*** Provided entries ***

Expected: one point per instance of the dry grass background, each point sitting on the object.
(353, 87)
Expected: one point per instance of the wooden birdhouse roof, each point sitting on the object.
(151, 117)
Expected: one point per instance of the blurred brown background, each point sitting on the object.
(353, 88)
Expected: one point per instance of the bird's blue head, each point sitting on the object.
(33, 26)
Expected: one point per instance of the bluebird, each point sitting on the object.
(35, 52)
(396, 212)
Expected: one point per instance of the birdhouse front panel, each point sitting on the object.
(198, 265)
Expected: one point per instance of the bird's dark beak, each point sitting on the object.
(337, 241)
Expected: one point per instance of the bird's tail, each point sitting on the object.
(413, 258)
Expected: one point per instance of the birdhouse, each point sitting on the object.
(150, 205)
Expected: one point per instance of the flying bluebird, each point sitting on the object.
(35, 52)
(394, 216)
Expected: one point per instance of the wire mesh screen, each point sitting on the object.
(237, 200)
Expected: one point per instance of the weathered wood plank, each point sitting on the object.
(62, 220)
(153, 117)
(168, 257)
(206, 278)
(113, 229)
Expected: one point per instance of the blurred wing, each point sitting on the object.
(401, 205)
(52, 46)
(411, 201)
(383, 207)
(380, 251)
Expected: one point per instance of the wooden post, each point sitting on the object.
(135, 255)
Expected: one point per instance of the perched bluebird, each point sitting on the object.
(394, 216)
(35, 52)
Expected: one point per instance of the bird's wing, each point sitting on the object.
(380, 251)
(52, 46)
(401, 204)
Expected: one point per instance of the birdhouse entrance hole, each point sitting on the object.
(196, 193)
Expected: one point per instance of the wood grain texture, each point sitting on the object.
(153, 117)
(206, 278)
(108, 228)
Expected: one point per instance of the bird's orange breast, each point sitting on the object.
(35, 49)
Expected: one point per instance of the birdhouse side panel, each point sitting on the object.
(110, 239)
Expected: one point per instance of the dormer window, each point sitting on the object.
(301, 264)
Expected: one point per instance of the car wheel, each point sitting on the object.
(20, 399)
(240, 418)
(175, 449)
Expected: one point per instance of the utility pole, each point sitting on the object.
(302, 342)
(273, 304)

*** End of Provided entries ***

Task prompt: Every record listed above should be reproduced exactly.

Answer to this task:
Expected: one point per instance of the dry grass background, each point sitting on the object.
(353, 87)
Expected: one point per instance of the wooden birdhouse roof, each point sitting on the object.
(151, 117)
Expected: one point per instance of the blurred brown background, each point sitting on the object.
(353, 88)
Expected: one point per instance of the bird's blue head, each point sitting on the object.
(33, 26)
Expected: one point per instance of the bluebird, each point sitting on the object.
(35, 52)
(396, 212)
Expected: one point per instance of the birdhouse front panel, each point sitting on the object.
(198, 265)
Expected: one point per instance of the bird's dark beak, each point sitting on the object.
(337, 241)
Expected: one point per instance of the bird's tail, each point sitting on the object.
(413, 258)
Expected: one point per instance of the birdhouse, each point sitting on the object.
(150, 205)
Expected: one point per instance of the flying bluebird, each point sitting on the object.
(35, 52)
(394, 216)
Expected: one point per instance of the wire mesh screen, each point sitting on the object.
(237, 200)
Expected: one point per instance of the weathered wood plank, each point sitting on the object.
(62, 220)
(153, 117)
(168, 257)
(206, 278)
(113, 229)
Expected: one point per instance of the blurred wing, each point sitting on the object.
(401, 205)
(52, 46)
(411, 201)
(383, 207)
(380, 251)
Expected: one point per instance of the wooden post, each point sitting on the object.
(135, 255)
Expected: one point per instance of the perched bluebird, each point sitting on the object.
(394, 216)
(35, 52)
Expected: one point per instance of the bird's wing, each point sitting on the object.
(380, 251)
(52, 46)
(401, 204)
Expected: one point per instance of the birdhouse entrance hole, each point sitting on the object.
(196, 193)
Expected: one point per instance of the wood grain texture, each point sitting on the object.
(153, 117)
(206, 278)
(108, 228)
Expected: one point per instance of the bird's orange breast, each point sitting on the object.
(35, 49)
Expected: one point per instance of the birdhouse side panel, each point sitting on the object.
(110, 239)
Expected: one point per instance of the dormer window, each point sitting on the object.
(301, 264)
Expected: one point per instance of the car wheel, each point sitting on the object.
(20, 399)
(240, 418)
(175, 449)
Expected: one point per instance of the utility pole, each point sitting on the object.
(302, 342)
(273, 304)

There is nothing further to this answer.